Text excerpt:
Rebecca Basulto waves a Cuban flag and American flag in the Miami neighborhood of Little Havana.
Lynne Sladky, Associated Press
Fidel Castro's departure as Cuba's president probably will not spark immediate change in the lives of everyday Cubans or a rapid thawing of the long-frosty relations between the communist-ruled island and the United States, analysts said after Castro's announcement Tuesday.
The announcement came simply in the form of a letter posted on the Web site of the state-run newspaper, Granma. "I am saying that I will neither aspire to nor accept, I repeat, I will neither aspire to nor accept the positions of President of the State Council and Commander in Chief," Castro, 81, said.
U.S. policy is unlikely to shift until a new American president takes office in January 2009. And while Castro's designated successor, his 76-year-old brother, Raul, has called for economic reforms on the island, he has not yet announced any dramatic new initiatives, experts on Cuba said.
The Bush administration is ruling out any changes in its Cuba policy including lifting a five-decade trade embargo deriding Raul Castro as "dictator lite."
The next step in Cuba's unfolding new era comes Sunday, when the Cuban National Assembly meets and elects a Council of State, the island's main governing body.
The biggest surprise would be if Raul Castro is not named president but instead leaves the post to a younger leader, while retaining his position as head of Cuba's powerful military.
"I think there's a good chance a younger leader might be named," said Jonathan Brown, a Cuba expert at the University of Texas at Austin. "If I were Raul and I was interested in opening up to the outside world, I would keep my post in the army and allow others to go out on a limb with the opening."
In his autobiography, "Fidel Castro: My Life," published earlier this month by Scribner, Fidel Castro himself dropped hints that his brother might not succeed him.
"He is catching up to me in years, they keep coming, so it's also a generational problem," Castro wrote. "Already some generations are replacing others. I'm confident, but now there are new generations, because ours is passing into history."
Many experts believe a top contender is Carlos Lage, 56, vice president of the council and a longtime Raul Castro ally. A medical doctor, Lage was instrumental in drawing up economic reforms in the early 1990s during Cuba's crisis, triggered by the collapse of its longtime sponsor, the Soviet Union.

Assigned task: Can you set down, word for word, the part of the Castro article starting with "The announcement came" and going on through "Castro, 81, said."?

Dataset:
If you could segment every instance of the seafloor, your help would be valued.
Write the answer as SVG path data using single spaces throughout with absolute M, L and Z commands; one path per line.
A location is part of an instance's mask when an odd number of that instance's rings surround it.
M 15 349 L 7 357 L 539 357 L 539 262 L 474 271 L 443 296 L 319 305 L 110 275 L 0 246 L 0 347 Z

---

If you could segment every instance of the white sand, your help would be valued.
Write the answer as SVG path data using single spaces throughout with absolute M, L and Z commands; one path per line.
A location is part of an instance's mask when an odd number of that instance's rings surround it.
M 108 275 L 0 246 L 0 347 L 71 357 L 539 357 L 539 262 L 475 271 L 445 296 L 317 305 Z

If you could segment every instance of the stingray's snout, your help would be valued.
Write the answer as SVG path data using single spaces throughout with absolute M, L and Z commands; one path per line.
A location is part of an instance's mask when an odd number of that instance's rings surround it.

Problem solution:
The announcement came simply in the form of a letter posted on the Web site of the state-run newspaper, Granma. "I am saying that I will neither aspire to nor accept, I repeat, I will neither aspire to nor accept the positions of President of the State Council and Commander in Chief," Castro, 81, said.